═══ Data in this exercise ═══
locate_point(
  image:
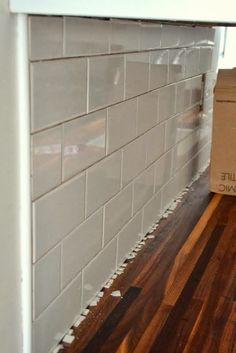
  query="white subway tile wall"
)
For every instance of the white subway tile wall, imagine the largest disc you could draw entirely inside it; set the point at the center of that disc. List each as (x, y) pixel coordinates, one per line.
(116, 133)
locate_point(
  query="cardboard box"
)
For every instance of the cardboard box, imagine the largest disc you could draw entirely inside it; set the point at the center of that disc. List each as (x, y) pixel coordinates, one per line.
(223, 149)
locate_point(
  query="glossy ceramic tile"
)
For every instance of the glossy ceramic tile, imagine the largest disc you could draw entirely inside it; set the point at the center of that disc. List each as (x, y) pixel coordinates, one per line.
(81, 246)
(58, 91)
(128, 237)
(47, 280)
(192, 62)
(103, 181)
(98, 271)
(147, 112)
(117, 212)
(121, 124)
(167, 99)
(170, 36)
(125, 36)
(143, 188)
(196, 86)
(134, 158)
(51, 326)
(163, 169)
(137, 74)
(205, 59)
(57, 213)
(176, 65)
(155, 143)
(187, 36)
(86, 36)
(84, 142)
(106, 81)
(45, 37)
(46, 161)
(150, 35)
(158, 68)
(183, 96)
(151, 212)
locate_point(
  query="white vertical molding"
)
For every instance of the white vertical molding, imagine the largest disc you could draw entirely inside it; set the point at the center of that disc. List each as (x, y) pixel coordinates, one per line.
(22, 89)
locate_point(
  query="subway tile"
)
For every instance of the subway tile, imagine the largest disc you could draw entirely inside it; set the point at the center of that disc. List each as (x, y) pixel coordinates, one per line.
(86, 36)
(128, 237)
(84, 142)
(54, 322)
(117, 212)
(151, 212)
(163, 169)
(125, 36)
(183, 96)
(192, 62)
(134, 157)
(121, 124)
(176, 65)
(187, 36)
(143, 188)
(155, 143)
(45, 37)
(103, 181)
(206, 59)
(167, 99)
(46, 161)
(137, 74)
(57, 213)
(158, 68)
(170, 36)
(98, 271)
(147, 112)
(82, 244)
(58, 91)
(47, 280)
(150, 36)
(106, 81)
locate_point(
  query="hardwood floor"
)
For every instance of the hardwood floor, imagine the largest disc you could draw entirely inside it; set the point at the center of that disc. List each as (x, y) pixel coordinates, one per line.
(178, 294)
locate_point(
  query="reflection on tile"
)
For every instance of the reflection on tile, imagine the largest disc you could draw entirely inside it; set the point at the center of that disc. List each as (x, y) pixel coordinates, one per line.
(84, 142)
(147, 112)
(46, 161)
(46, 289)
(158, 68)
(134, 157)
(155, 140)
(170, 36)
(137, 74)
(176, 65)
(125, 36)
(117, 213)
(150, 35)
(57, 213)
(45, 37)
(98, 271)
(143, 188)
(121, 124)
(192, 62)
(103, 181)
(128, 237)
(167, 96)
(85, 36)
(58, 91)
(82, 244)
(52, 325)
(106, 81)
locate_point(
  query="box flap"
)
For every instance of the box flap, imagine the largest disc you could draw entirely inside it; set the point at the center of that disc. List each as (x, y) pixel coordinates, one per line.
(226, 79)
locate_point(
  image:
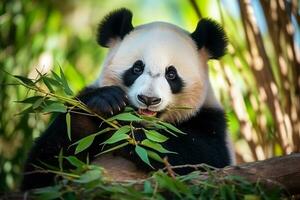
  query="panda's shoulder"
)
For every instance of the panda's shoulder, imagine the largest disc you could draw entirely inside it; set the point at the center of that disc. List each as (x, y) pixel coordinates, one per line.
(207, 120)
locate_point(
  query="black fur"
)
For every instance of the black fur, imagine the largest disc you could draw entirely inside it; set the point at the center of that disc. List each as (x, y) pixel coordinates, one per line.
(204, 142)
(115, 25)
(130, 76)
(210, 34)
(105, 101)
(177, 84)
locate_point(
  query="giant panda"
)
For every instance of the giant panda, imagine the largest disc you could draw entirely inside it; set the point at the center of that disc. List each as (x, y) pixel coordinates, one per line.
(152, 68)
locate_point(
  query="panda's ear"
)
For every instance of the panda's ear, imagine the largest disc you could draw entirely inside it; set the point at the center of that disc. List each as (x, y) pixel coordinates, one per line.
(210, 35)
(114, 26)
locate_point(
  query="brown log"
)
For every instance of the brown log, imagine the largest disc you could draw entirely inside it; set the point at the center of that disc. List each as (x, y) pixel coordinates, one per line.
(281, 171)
═══
═══ Data in this exercise ═══
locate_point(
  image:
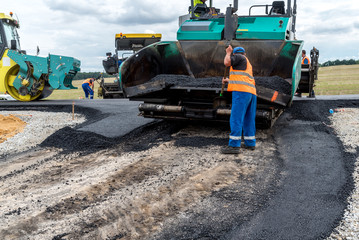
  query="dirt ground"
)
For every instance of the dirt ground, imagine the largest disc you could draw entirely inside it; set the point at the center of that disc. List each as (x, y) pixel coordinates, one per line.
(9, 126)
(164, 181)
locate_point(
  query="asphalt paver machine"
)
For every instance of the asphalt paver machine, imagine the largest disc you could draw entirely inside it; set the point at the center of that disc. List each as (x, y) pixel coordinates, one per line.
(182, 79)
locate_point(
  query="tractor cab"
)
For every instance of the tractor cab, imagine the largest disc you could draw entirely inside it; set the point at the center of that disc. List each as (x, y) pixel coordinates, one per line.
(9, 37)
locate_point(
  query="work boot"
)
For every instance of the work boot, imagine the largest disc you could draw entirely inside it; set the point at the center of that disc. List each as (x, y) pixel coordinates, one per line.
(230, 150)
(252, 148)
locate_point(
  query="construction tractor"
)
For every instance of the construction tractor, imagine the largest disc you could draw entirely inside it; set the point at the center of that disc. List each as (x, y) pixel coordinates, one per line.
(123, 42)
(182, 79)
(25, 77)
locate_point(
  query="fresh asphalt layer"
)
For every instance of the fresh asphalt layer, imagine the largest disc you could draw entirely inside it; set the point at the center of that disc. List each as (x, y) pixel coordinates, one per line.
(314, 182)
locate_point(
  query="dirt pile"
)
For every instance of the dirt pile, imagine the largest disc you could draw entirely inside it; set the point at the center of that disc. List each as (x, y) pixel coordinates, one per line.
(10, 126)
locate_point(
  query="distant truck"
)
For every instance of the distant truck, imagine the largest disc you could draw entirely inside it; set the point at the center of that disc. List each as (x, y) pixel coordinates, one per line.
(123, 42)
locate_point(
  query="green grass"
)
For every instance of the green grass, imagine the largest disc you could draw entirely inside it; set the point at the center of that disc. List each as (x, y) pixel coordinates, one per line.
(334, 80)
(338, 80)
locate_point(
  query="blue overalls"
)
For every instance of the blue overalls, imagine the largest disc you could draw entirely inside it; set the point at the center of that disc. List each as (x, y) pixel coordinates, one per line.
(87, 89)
═══
[Task objective]
How many lines in the data contain the string "layer", with case counting? Give only the number.

[Response below]
2